Your objective: Where in the records does the word "black" appear? Copy each line that holds it.
*-*-*
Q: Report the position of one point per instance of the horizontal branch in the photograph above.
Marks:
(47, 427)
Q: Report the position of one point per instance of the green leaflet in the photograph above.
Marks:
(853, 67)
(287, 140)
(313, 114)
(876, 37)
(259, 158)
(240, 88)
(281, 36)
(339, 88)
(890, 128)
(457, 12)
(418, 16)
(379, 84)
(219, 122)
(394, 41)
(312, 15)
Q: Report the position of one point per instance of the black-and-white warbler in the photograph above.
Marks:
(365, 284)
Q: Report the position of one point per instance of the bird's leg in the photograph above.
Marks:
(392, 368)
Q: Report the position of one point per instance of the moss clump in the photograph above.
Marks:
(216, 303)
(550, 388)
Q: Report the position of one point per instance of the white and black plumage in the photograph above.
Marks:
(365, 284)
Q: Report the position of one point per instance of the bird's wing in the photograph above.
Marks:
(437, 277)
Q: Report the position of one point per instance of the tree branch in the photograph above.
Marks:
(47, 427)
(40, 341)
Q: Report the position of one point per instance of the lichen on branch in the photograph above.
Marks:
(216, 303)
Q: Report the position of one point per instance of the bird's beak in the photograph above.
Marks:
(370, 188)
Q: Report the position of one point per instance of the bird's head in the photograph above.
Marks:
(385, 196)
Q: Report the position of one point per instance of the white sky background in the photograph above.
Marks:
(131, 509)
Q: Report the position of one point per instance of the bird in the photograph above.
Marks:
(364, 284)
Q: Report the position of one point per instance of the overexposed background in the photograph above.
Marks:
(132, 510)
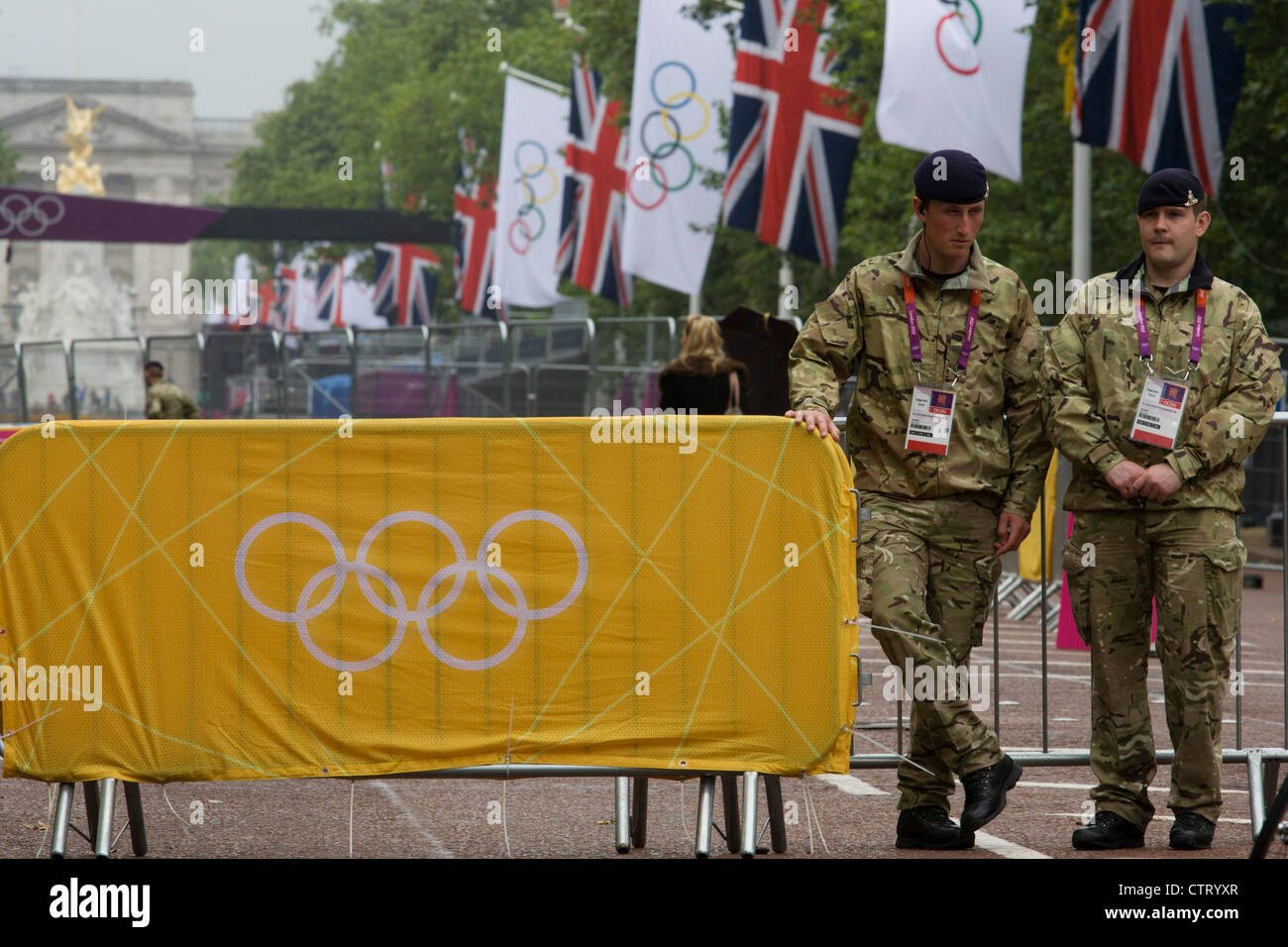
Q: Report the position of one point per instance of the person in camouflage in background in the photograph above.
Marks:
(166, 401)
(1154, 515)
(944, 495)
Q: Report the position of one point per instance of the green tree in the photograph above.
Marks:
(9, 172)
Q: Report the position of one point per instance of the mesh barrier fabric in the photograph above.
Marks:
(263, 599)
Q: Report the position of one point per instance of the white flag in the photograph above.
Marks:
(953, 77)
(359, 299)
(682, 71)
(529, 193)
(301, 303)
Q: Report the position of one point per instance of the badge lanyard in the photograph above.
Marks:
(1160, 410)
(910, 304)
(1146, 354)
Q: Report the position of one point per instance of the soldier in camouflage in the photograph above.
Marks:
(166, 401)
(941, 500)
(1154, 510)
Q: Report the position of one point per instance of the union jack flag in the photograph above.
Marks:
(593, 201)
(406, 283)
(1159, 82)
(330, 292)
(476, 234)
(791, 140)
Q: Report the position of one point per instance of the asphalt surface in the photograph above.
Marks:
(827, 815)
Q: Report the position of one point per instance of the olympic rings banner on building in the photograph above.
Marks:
*-*-*
Your response:
Q: Report the position of one point per instance of the black-and-white warbler in the photograph above.
Q: Report the position of one point per instance of the white and black plumage in the photograph above.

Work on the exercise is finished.